SAGR. Anzi, perché non si può negare che l’aria impedisca questi e quelli, poi che e questi e quelli vanno languendo e finalmente finiscono, convien dire che tali ritardamenti si facciano con la medesima proporzione nell’una e nell’altra operazione. Ma che? l’avere a far maggior resistenza una volta che un’altra, da che altro proced’egli fuor che dall’esser assalito una volta con impeto e velocità maggiore, ed un’altra con minore? E se questo è, la quantità medesima della velocità del mobile è cagione ed insieme misura della quantità della resistenza. Adunque tutti i moti, siano tardi o veloci, son ritardati e impediti con l’istessa proporzione: notizia, par a me, non disprezzabile.

→ **Record forniti**
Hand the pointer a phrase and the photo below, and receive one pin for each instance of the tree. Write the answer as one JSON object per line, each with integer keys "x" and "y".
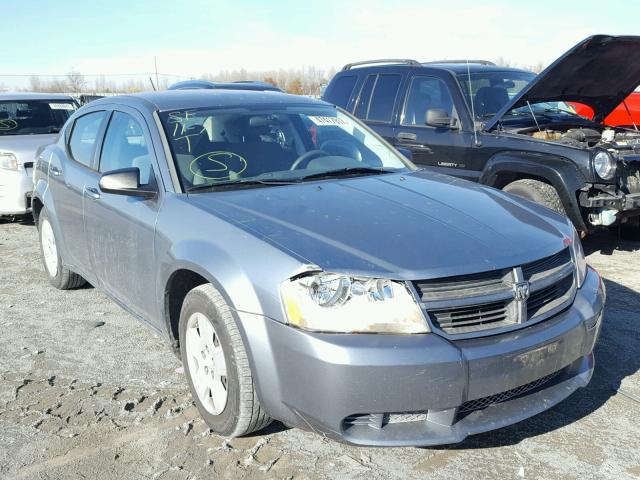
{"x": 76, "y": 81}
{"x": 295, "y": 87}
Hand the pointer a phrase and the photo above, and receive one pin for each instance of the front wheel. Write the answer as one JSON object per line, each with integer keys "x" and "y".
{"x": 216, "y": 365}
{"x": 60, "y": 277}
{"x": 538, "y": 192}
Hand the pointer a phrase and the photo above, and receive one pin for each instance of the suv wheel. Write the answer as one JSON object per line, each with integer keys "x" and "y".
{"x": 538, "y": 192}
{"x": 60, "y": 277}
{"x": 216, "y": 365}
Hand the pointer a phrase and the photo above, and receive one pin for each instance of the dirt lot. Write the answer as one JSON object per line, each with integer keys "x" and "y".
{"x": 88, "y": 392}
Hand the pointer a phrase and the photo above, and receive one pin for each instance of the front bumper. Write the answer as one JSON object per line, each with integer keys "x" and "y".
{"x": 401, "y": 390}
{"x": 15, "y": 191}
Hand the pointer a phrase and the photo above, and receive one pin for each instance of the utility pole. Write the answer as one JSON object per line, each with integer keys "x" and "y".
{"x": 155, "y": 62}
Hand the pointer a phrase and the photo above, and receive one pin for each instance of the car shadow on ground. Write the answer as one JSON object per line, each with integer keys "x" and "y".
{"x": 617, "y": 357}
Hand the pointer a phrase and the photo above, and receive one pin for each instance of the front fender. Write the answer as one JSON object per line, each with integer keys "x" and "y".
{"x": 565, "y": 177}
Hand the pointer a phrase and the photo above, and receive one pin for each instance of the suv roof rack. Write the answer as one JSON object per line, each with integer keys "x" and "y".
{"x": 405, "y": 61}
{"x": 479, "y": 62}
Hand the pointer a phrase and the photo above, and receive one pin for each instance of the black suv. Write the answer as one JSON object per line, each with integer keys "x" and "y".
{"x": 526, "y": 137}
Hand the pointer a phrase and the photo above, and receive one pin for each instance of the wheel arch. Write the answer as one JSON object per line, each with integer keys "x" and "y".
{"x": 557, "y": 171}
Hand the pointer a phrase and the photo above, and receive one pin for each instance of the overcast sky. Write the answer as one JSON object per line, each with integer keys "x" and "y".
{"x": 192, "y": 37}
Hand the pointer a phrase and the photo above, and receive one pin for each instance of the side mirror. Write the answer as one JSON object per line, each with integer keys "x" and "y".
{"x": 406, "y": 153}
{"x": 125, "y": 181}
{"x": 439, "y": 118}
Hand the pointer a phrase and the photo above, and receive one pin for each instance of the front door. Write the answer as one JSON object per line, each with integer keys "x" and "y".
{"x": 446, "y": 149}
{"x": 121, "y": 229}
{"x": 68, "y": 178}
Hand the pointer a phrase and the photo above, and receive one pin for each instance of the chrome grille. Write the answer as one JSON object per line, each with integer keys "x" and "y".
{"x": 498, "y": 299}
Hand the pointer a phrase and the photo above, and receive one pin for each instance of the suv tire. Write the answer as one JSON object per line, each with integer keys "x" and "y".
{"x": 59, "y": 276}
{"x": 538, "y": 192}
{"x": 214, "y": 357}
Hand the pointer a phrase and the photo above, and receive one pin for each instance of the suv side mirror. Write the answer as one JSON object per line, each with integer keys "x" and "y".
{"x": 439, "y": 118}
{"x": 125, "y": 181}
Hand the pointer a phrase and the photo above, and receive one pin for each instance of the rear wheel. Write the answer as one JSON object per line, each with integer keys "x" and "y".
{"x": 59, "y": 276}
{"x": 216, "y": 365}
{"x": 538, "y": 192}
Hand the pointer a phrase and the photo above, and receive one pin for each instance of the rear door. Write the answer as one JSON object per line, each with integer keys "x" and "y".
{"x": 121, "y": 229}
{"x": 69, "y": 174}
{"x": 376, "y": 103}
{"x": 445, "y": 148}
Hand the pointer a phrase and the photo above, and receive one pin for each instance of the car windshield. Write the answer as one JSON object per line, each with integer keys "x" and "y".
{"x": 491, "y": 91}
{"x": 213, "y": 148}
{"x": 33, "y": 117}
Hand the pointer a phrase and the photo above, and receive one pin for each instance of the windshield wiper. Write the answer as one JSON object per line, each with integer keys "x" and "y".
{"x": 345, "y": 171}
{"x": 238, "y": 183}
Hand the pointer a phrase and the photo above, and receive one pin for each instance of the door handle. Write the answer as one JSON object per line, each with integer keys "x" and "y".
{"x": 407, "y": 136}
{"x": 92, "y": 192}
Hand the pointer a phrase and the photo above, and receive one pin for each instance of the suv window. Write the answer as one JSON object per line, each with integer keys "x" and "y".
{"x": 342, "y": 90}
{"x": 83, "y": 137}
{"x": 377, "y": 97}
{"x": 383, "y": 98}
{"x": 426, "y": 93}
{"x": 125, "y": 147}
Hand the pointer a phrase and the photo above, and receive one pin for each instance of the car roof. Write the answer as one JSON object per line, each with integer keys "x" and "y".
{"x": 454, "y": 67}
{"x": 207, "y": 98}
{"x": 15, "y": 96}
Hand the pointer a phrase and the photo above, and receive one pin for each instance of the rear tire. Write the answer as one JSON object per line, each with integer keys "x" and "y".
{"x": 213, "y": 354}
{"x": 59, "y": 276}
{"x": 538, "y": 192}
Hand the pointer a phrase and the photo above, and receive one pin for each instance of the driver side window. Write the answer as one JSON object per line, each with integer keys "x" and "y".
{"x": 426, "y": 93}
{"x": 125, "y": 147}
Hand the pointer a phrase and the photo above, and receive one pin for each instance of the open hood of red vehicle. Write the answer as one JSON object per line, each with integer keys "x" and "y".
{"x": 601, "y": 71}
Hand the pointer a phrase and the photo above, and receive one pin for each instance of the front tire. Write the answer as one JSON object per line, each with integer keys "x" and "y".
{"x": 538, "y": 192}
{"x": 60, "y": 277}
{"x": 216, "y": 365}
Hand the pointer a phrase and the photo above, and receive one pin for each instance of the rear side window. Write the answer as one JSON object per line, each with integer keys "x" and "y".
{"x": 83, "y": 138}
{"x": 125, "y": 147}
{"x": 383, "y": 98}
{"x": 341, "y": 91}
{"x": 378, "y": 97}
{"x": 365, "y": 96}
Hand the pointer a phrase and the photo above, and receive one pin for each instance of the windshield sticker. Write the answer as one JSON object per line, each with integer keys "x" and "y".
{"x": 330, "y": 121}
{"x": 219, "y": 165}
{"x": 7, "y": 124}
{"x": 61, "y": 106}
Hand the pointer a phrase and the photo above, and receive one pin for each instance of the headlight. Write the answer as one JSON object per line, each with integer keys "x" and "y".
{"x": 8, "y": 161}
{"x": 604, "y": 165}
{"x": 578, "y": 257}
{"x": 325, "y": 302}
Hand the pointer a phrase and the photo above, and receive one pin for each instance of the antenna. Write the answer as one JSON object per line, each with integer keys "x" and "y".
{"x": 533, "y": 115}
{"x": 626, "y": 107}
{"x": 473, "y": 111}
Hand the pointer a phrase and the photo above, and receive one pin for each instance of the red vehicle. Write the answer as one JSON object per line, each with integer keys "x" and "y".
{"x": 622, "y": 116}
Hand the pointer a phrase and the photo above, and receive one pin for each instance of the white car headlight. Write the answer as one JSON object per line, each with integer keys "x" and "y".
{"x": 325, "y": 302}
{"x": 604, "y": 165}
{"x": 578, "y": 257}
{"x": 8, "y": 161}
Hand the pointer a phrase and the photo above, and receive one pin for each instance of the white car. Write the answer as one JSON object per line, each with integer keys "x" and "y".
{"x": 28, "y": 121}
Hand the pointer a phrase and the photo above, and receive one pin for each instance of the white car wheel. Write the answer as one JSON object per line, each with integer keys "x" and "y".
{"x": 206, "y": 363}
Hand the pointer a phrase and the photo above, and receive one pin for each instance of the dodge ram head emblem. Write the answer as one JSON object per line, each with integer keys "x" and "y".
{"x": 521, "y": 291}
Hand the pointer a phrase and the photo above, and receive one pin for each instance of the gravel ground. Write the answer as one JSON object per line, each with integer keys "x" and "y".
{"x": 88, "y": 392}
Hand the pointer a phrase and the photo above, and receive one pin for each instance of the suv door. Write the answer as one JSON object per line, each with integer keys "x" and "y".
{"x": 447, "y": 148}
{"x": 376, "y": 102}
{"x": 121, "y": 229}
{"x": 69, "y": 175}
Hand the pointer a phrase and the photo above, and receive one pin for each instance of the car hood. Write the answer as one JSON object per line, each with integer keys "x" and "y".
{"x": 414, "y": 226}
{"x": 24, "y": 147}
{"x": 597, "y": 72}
==
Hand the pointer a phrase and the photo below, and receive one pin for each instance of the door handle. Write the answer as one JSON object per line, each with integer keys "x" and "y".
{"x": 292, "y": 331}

→ **Istruzioni di lavoro**
a – Elenca, nell'ordine in cui compaiono, tutti i verbi all'infinito presenti nel brano.
b – Trascrivi fedelmente il brano tra "SAGR. Anzi, perché" e "me, non disprezzabile.", estremi inclusi.
I record non hanno alcun ruolo in questo lavoro.

→ **Risposte**
a – negare, dire, avere, far, esser

b –
SAGR. Anzi, perché non si può negare che l’aria impedisca questi e quelli, poi che e questi e quelli vanno languendo e finalmente finiscono, convien dire che tali ritardamenti si facciano con la medesima proporzione nell’una e nell’altra operazione. Ma che? l’avere a far maggior resistenza una volta che un’altra, da che altro proced’egli fuor che dall’esser assalito una volta con impeto e velocità maggiore, ed un’altra con minore? E se questo è, la quantità medesima della velocità del mobile è cagione ed insieme misura della quantità della resistenza. Adunque tutti i moti, siano tardi o veloci, son ritardati e impediti con l’istessa proporzione: notizia, par a me, non disprezzabile.